**Предложенный текст**
----------

Роман развертывается как поединок между этой способностью к восстановлению и наступательностью разрушения. Мальчик все время латает — храбро и великодушно. Что бы ни происходило, он не допускает себя до омраченности: он не боится или сторонится боли, инстинктивно страшась привыкания, которое за этой болью может последовать. Он не допускает себя привыкнуть ни к злу, ни к смерти. Детство выступает в романе как невероятно животворная сила. Но как нет в романе ужаса перед бедой, так нет и упоения этой животворностью. Ни из чего не извлекается ни тема, ни пафос — даже из стихийной рыцарственности мальчика, растаптываемой войной.
Лишь потому, что мальчик остался верен себе — своей доверчивости, своему чувству долга и мальчишеской покровительственности, которая не позволила ему в разразившейся грозе убежать от Пати к ребятам, он опутан молодой женщиной. Детство смято, истреблено в момент упоения им, на бегу, в веселой ярости начинавшейся грозы. Он ввязан в грех оттого, что совершенно не причастен ему. Это — внезапное нападение, хотя не фашистской пулей прекращено это детство.

----------

**Исходные записи**
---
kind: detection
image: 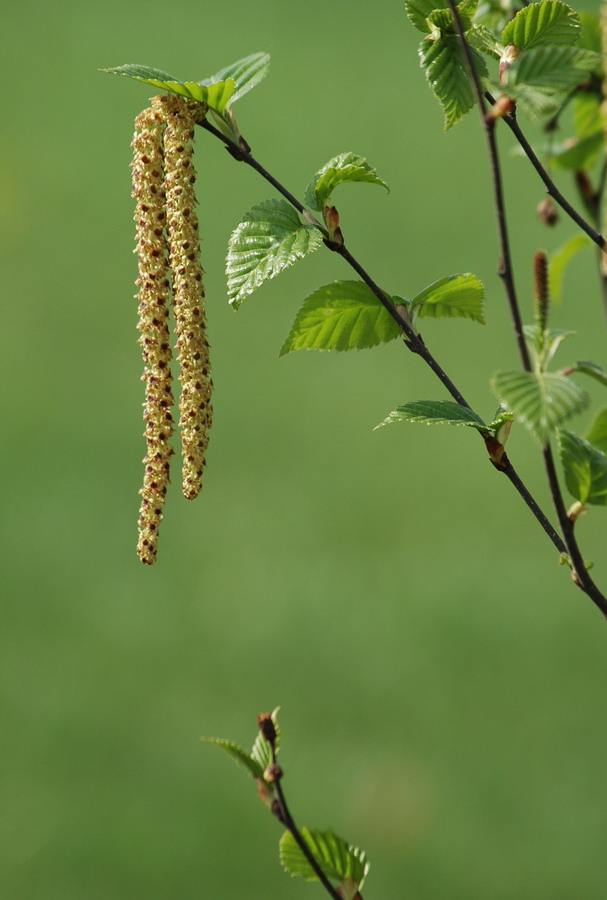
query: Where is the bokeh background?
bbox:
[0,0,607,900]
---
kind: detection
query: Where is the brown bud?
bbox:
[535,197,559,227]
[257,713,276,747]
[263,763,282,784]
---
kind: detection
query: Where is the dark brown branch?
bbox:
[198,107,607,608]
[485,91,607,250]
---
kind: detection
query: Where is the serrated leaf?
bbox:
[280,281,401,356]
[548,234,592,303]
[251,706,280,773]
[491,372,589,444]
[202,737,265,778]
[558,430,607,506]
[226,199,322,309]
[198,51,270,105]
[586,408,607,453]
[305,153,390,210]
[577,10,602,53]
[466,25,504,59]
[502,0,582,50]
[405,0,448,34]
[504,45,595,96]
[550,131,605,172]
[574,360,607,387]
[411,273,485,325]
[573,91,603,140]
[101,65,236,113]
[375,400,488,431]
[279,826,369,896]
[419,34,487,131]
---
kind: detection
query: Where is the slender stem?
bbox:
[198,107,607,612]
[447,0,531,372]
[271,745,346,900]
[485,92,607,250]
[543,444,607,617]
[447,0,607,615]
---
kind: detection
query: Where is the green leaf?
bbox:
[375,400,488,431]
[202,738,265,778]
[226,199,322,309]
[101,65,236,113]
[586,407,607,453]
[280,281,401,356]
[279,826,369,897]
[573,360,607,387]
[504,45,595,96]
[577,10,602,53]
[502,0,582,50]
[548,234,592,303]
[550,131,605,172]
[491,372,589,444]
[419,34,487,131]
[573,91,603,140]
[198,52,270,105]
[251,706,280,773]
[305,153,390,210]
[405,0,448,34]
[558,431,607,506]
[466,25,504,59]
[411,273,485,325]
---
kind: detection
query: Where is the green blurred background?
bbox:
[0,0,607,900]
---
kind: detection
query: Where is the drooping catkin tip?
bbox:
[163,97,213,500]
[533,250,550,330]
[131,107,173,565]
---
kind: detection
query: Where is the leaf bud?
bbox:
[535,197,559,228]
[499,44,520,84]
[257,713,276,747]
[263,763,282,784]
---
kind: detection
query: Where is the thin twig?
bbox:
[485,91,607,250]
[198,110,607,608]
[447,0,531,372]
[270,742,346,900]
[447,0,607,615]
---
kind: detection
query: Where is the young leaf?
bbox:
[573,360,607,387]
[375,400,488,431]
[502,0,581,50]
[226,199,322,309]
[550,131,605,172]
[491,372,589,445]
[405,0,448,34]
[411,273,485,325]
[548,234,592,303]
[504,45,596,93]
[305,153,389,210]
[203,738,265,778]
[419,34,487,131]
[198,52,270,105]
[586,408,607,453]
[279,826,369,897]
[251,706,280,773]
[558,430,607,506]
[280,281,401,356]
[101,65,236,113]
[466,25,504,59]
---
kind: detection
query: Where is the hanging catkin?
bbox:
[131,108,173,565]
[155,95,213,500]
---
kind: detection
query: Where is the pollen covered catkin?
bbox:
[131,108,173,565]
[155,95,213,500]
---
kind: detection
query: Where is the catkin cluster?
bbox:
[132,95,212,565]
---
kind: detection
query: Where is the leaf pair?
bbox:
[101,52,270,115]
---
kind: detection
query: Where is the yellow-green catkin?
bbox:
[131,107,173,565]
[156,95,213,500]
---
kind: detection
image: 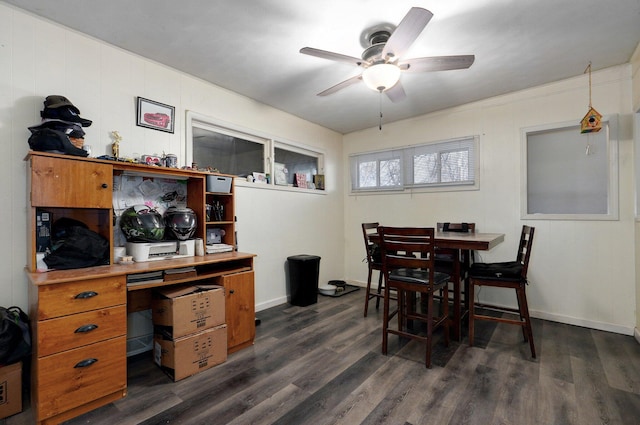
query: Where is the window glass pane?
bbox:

----------

**Что нужно сделать**
Перепишите фрагмент текста о романе, начав со слов "Лишь потому, что" и закончив словами "прекращено это детство.", при этом замените "мальчик" на "подросток".

**Ответ к задаче**
Лишь потому, что подросток остался верен себе — своей доверчивости, своему чувству долга и мальчишеской покровительственности, которая не позволила ему в разразившейся грозе убежать от Пати к ребятам, он опутан молодой женщиной. Детство смято, истреблено в момент упоения им, на бегу, в веселой ярости начинавшейся грозы. Он ввязан в грех оттого, что совершенно не причастен ему. Это — внезапное нападение, хотя не фашистской пулей прекращено это детство.